I get a hundred climate emails a day. Most of them are issues-based. For example, I recently read that the Trump administration has rolled back, or in the process of rolling back 108 environmental/climate regulations. Each of these is an issue in itself. All of these rollbacks combined are also an issue. So I guess that makes 109 potential emails I could get.
Each email is accompanied by an earnest desperate message with a list of reasons why that particular issue is bad, perhaps a potential solution, and a call to action. They are overwhelming. They make me angry. I rarely read these anymore and delete most of them. I even admit to a smug satisfaction that I have a clean inbox. Not the result the senders were hoping for.
As climate communicators, why are we so obsessed with responding to each climate issue by itself? Isn’t there a better way? Yes, there is.
The answer lies in the difference between issue-based and values-based campaigns.
The environmental and climate movements don’t have enough resources to respond to every issue that arises. We are under-resourced, overworked and don’t have enough time. Yet we persist in churning out issue-based campaigns because we believe awareness and reason alone will convince people to act. Sometimes they do, but not often enough.

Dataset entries
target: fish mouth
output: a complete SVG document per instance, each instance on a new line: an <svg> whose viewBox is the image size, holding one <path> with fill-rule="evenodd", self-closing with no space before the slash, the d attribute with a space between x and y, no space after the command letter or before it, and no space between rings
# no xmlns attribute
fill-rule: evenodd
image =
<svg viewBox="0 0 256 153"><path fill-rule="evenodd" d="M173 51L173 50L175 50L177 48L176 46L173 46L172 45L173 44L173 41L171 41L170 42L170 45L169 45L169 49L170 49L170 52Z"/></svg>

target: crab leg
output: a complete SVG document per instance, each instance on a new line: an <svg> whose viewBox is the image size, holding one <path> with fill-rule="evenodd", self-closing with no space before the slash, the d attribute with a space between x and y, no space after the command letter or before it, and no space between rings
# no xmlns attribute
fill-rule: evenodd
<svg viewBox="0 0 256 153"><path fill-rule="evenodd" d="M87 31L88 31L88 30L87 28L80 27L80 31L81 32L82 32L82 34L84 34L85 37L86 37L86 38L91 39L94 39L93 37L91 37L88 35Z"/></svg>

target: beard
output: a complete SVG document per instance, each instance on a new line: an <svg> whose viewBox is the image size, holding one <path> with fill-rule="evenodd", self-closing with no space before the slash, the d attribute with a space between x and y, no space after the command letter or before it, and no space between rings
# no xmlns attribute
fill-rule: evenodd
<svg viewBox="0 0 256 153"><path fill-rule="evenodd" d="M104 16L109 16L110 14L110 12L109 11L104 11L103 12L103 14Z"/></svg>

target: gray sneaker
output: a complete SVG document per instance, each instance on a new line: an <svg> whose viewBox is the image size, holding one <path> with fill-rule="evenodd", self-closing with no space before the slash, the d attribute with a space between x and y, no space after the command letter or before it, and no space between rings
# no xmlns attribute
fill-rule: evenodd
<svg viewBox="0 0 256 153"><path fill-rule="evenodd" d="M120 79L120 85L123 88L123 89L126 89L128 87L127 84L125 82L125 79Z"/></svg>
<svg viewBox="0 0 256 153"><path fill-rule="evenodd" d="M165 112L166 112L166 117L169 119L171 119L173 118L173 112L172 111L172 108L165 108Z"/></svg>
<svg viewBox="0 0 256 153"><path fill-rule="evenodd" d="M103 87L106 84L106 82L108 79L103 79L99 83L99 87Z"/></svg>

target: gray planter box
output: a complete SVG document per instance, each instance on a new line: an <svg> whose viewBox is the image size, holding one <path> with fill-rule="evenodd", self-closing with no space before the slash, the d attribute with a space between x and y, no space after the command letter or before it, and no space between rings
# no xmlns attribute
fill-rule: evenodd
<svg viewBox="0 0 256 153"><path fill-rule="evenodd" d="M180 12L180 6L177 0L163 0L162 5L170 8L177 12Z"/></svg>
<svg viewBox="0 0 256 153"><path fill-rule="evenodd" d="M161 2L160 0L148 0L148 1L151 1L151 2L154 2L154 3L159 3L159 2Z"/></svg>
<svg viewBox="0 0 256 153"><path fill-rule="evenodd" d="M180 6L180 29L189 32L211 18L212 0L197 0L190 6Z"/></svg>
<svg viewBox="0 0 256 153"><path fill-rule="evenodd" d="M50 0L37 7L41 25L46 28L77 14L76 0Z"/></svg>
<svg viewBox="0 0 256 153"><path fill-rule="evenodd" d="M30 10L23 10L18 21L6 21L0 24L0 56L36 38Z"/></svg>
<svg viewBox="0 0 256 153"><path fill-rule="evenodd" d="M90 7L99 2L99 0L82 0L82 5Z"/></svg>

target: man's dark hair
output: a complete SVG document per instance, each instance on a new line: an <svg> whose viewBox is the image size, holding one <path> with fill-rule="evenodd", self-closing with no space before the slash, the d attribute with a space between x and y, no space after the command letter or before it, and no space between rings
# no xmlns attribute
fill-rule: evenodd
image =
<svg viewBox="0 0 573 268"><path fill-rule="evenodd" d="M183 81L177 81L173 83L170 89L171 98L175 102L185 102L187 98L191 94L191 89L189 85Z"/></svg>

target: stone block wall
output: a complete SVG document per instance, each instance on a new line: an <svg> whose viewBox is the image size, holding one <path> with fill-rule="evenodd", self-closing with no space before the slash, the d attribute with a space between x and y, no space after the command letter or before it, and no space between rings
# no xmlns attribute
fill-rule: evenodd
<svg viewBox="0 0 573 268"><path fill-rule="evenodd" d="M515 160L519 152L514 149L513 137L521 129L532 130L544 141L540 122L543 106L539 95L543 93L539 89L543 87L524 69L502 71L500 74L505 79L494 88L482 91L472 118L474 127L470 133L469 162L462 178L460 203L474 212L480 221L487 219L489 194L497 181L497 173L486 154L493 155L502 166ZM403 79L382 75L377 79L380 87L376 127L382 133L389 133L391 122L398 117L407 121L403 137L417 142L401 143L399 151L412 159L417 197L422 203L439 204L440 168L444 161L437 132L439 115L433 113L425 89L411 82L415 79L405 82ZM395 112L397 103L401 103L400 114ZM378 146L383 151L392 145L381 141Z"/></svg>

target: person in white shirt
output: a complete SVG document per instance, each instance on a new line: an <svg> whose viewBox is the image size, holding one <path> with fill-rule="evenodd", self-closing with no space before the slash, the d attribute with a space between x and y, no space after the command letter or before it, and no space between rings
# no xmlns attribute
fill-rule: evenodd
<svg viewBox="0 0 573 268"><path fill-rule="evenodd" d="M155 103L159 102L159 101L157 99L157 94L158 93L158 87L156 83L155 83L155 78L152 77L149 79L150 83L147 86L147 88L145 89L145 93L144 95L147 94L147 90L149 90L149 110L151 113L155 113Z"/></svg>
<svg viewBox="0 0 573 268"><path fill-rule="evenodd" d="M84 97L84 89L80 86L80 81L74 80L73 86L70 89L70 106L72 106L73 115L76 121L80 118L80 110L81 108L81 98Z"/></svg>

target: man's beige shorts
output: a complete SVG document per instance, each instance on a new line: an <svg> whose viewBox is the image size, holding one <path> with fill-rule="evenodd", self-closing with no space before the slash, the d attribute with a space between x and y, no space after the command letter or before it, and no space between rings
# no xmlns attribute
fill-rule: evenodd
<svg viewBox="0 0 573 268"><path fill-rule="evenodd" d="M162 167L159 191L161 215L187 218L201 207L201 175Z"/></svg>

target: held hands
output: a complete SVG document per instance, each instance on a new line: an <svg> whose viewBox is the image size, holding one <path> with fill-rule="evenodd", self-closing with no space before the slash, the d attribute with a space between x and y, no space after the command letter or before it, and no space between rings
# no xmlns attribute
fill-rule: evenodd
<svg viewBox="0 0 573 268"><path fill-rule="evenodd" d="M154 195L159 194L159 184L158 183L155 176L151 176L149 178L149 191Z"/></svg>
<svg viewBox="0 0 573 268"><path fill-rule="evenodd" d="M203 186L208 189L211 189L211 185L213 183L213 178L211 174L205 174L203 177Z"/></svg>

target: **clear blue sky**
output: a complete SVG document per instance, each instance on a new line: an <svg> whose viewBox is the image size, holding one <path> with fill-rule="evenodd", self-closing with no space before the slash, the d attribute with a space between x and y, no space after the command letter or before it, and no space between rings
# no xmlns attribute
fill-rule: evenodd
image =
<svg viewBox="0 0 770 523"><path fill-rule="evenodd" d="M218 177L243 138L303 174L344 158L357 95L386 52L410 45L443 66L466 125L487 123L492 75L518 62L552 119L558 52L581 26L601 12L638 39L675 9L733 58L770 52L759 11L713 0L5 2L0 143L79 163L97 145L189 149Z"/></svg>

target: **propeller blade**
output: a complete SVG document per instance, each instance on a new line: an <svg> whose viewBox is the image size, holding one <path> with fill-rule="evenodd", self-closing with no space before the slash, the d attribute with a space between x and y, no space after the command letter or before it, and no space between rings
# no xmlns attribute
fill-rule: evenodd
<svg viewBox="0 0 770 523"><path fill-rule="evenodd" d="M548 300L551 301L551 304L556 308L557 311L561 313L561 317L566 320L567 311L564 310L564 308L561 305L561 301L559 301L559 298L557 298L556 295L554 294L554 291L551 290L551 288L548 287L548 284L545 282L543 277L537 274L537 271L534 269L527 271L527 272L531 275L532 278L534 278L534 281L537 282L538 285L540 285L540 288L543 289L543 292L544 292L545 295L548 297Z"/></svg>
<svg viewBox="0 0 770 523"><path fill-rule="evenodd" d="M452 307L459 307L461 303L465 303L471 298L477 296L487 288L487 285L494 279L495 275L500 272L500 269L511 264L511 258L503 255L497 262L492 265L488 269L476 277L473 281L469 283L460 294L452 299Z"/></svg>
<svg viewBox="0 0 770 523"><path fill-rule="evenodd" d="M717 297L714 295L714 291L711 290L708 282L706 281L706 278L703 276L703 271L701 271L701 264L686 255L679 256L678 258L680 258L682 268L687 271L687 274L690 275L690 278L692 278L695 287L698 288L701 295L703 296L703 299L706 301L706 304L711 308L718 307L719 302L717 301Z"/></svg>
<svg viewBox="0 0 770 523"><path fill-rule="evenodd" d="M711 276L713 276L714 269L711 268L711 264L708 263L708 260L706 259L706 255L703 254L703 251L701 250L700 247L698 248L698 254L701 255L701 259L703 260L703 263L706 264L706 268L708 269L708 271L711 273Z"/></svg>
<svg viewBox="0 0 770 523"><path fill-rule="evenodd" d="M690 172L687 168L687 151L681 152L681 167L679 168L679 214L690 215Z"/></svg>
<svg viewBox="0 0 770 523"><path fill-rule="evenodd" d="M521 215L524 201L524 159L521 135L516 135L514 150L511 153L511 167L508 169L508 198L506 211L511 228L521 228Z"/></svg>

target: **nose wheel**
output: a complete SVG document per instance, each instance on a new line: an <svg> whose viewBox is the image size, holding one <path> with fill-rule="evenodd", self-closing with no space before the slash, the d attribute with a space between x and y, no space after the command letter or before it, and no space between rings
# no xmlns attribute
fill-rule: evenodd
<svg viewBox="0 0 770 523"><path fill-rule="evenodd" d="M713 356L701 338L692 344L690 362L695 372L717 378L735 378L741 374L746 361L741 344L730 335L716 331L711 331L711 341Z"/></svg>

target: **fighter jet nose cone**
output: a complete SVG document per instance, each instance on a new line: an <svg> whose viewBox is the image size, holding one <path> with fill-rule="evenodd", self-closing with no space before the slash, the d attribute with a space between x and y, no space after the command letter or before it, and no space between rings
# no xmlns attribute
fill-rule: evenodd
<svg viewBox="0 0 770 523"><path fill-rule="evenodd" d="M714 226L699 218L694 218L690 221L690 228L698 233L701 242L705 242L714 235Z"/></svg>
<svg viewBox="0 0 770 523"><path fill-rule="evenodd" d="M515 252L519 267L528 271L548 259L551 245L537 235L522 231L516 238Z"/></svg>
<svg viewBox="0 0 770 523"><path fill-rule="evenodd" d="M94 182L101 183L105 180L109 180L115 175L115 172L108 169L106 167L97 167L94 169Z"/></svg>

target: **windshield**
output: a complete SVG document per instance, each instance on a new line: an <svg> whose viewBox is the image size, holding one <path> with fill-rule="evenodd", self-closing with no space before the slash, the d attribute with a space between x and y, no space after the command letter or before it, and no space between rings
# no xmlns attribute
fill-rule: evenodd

Assigned task
Can you print the full passage on issue-based climate campaigns, word for word? These rows have no connection to the text.

Completed exercise
I get a hundred climate emails a day. Most of them are issues-based. For example, I recently read that the Trump administration has rolled back, or in the process of rolling back 108 environmental/climate regulations. Each of these is an issue in itself. All of these rollbacks combined are also an issue. So I guess that makes 109 potential emails I could get.
Each email is accompanied by an earnest desperate message with a list of reasons why that particular issue is bad, perhaps a potential solution, and a call to action. They are overwhelming. They make me angry. I rarely read these anymore and delete most of them. I even admit to a smug satisfaction that I have a clean inbox. Not the result the senders were hoping for.
As climate communicators, why are we so obsessed with responding to each climate issue by itself? Isn’t there a better way? Yes, there is.
The answer lies in the difference between issue-based and values-based campaigns.
The environmental and climate movements don’t have enough resources to respond to every issue that arises. We are under-resourced, overworked and don’t have enough time. Yet we persist in churning out issue-based campaigns because we believe awareness and reason alone will convince people to act. Sometimes they do, but not often enough.